◆ REQUIREMENT
In the listing below, find each line containing "cover" and report it.

◆ GIVEN INFORMATION
===============
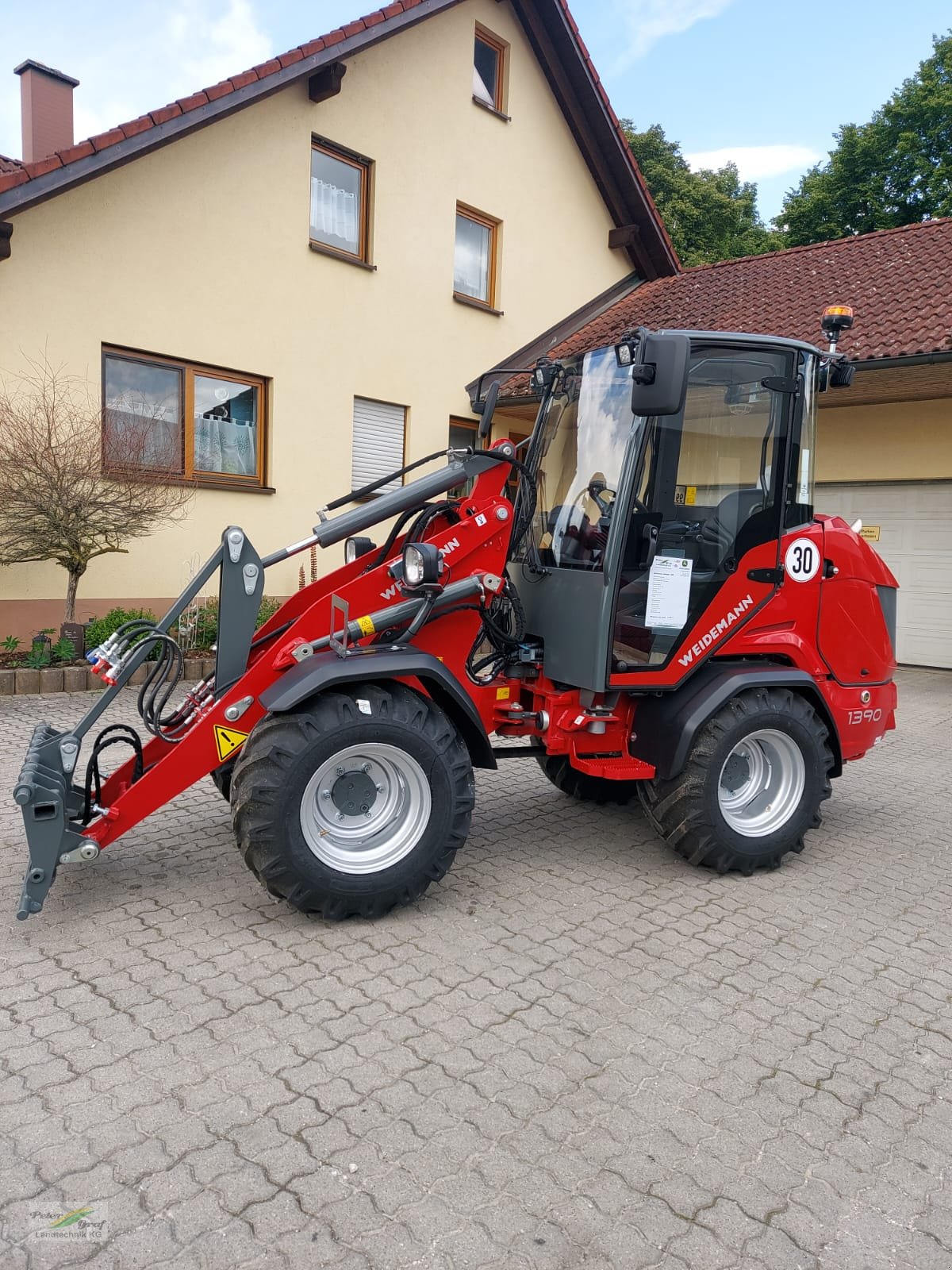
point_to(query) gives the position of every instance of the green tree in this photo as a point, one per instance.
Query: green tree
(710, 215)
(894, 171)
===============
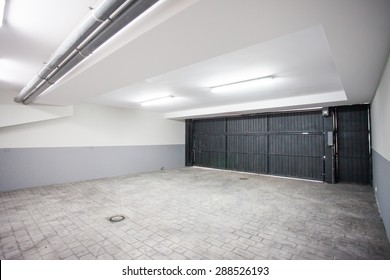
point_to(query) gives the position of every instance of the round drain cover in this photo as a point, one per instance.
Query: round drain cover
===============
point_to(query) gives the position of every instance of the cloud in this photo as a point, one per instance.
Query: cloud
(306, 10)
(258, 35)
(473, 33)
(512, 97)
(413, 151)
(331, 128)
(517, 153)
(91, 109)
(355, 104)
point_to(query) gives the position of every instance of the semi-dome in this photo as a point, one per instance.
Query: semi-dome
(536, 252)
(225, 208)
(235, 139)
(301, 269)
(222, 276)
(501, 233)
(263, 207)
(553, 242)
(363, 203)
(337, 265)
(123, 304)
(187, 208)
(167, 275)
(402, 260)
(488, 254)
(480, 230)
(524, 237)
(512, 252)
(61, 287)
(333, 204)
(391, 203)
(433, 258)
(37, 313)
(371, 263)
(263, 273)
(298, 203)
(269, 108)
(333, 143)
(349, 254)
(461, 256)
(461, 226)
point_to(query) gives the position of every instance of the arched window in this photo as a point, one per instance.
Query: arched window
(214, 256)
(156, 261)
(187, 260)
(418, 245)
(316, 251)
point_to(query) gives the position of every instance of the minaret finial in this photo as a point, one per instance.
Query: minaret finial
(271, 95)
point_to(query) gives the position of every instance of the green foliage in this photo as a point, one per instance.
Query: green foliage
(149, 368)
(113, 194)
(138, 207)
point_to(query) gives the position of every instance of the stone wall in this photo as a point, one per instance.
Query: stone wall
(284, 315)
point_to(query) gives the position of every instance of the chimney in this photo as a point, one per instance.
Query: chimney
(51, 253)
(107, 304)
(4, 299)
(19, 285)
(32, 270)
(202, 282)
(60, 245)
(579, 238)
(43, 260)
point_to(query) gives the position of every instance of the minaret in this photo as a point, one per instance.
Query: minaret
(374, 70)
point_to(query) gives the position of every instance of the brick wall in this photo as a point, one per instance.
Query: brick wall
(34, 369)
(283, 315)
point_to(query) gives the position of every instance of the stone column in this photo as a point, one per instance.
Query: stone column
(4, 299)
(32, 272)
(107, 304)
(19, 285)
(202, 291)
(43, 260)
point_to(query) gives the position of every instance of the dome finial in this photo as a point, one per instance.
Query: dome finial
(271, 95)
===============
◆ ANSWER SECTION
point_to(query) gives the position of every instance of the round drain cover in this photo as a point, one per instance.
Query: round drain cover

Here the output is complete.